▸ **SHORT EXERCISE**
Convert the lines of the records below into a Markdown table with the columns Number and Record line, beginning at the line that contains "Identify each roof" and stopping after the line that contains "[0,207,111,246]". Leave out any blank lines.

▸ **Coordinate annotation records**
<<<<

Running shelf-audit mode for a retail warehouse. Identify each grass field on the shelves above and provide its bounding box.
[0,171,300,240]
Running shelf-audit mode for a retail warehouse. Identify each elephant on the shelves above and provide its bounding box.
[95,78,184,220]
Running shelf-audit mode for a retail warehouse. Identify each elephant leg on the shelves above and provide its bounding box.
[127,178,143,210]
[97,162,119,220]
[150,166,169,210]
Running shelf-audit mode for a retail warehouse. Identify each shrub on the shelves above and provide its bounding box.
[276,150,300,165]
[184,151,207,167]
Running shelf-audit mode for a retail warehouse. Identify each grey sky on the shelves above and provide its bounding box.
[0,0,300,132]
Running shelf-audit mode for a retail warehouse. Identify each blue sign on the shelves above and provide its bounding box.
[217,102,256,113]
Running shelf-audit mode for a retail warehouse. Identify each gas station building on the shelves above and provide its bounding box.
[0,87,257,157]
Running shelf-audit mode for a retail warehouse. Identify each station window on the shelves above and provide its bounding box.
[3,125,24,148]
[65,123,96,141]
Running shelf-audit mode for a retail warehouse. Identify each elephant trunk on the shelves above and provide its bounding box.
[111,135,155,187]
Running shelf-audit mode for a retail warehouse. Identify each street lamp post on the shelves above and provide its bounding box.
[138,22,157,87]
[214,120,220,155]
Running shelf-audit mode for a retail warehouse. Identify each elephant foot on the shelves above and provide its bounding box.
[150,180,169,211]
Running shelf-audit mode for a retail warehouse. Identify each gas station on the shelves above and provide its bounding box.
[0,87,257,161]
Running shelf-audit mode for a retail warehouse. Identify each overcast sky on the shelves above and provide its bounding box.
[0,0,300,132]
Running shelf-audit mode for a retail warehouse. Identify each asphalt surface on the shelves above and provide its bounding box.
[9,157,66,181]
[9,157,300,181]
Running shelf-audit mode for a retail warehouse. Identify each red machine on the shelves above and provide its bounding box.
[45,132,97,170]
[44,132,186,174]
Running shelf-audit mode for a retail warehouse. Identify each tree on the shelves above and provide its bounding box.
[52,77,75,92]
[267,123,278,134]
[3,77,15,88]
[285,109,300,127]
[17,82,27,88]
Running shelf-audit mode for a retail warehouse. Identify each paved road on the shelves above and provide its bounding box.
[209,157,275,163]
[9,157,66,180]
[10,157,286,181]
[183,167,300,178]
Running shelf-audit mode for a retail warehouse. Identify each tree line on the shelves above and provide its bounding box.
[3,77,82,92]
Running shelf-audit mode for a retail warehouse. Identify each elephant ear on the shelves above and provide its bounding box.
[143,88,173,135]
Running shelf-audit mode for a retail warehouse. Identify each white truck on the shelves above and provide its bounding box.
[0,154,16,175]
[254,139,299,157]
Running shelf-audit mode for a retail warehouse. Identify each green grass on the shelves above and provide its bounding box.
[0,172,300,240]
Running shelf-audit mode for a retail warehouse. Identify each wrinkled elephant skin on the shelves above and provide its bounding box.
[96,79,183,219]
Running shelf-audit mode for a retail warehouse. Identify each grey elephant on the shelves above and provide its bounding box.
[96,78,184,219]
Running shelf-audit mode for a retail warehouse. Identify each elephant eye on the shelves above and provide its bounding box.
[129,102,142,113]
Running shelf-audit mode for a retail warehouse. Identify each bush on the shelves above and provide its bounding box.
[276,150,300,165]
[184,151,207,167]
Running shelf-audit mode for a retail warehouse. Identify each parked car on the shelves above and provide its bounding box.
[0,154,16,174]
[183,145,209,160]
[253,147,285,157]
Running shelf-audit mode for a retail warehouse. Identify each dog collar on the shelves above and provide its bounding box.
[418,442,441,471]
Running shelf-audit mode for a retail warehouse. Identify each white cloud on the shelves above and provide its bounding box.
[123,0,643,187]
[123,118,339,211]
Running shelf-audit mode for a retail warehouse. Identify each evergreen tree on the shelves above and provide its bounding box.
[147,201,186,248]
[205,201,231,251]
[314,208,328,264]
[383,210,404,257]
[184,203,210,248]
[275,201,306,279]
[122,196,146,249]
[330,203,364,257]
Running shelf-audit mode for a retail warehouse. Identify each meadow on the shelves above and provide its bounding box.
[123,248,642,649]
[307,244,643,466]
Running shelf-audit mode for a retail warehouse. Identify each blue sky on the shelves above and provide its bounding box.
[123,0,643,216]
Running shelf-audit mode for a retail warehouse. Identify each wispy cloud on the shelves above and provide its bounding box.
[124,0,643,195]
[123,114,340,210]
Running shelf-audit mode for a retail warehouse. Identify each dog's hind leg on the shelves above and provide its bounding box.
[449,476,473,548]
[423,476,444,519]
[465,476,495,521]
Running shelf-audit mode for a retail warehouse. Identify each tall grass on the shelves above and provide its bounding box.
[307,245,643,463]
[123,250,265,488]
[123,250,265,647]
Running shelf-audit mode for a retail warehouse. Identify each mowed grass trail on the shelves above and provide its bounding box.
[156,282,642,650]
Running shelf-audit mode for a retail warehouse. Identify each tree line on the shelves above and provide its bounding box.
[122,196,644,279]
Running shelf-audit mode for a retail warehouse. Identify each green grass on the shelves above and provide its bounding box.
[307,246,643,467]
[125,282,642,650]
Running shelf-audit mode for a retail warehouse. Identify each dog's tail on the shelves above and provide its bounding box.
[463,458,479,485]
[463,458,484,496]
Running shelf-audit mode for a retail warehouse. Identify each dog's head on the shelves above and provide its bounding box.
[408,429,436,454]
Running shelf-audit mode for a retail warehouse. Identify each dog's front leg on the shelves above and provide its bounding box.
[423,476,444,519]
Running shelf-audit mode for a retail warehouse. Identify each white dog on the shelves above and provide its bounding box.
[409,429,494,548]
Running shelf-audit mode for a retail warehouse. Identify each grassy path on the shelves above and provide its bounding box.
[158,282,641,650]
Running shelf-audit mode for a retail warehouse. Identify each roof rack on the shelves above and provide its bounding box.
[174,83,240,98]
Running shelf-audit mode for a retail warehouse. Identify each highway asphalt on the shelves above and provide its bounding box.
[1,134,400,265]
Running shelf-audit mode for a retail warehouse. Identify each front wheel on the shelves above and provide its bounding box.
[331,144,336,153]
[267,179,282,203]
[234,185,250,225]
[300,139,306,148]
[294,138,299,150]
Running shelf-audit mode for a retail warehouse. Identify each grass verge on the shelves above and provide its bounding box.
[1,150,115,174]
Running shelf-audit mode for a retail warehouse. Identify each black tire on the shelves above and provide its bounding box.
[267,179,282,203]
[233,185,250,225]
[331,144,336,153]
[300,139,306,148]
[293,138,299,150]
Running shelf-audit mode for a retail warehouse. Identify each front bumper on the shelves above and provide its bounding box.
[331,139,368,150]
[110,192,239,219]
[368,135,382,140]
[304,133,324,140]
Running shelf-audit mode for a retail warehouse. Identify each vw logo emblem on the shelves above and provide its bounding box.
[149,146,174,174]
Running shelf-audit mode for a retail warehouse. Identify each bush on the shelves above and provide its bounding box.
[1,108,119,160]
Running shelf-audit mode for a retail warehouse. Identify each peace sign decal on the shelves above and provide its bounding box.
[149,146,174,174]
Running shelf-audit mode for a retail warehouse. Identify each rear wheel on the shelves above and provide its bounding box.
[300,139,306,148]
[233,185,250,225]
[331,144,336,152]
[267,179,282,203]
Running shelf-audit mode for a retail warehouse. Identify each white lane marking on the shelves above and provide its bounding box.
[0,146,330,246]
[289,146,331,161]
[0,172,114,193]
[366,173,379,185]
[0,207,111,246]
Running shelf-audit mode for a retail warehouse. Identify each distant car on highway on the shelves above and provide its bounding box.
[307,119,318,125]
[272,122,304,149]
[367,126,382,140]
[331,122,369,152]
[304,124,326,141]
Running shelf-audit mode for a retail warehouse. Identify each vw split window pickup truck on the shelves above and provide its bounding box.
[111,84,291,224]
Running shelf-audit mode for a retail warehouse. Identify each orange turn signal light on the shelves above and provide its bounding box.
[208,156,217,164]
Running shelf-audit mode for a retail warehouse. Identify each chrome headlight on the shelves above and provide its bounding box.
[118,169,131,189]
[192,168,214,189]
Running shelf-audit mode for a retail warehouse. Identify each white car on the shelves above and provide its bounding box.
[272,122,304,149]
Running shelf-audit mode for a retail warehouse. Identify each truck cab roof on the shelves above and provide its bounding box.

>>>>

▸ **RESULT**
| Number | Record line |
|---|---|
| 1 | Running shelf-audit mode for a retail warehouse. Identify each roof rack on the shelves above and provide its bounding box. |
| 2 | [174,83,240,98] |
| 3 | Running shelf-audit mode for a retail warehouse. Identify each highway asphalt on the shelves above and provide its bounding box. |
| 4 | [1,134,400,265] |
| 5 | Running shelf-audit mode for a retail warehouse. Identify each front wheel on the shelves above and provide its bounding box. |
| 6 | [331,144,336,153] |
| 7 | [267,179,282,203] |
| 8 | [234,185,250,225] |
| 9 | [300,139,306,148] |
| 10 | [294,138,299,150] |
| 11 | Running shelf-audit mode for a retail warehouse. Identify each grass verge on the shelves above and provide its bounding box. |
| 12 | [1,150,115,174] |
| 13 | Running shelf-audit mode for a retail warehouse. Identify each black tire on the shelves above and provide its bounding box. |
| 14 | [267,179,282,203] |
| 15 | [233,185,250,225] |
| 16 | [331,144,336,153] |
| 17 | [300,139,306,148] |
| 18 | [293,138,299,150] |
| 19 | Running shelf-audit mode for a retail warehouse. Identify each front bumper on the shelves above and provide its bounding box. |
| 20 | [331,139,368,150] |
| 21 | [110,192,239,219] |
| 22 | [368,135,382,140] |
| 23 | [304,133,324,140] |
| 24 | Running shelf-audit mode for a retail warehouse. Identify each vw logo emblem on the shelves above and provide its bounding box. |
| 25 | [149,146,174,174] |
| 26 | Running shelf-audit mode for a retail warehouse. Identify each bush on the shelves above and provide its bounding box. |
| 27 | [1,108,119,160] |
| 28 | Running shelf-audit mode for a retail warehouse. Identify each peace sign decal on the shelves above and provide its bounding box. |
| 29 | [149,146,174,174] |
| 30 | Running shelf-audit mode for a retail warehouse. Identify each rear wheel on the shelves above and provide its bounding box. |
| 31 | [300,139,306,148] |
| 32 | [233,185,250,225] |
| 33 | [331,144,336,152] |
| 34 | [267,179,282,203] |
| 35 | Running shelf-audit mode for a retail warehouse. Identify each white lane marking on the shelves above and provide its bounding box. |
| 36 | [0,146,330,246] |
| 37 | [289,146,331,161] |
| 38 | [0,172,114,193] |
| 39 | [366,173,379,185] |
| 40 | [0,207,111,246] |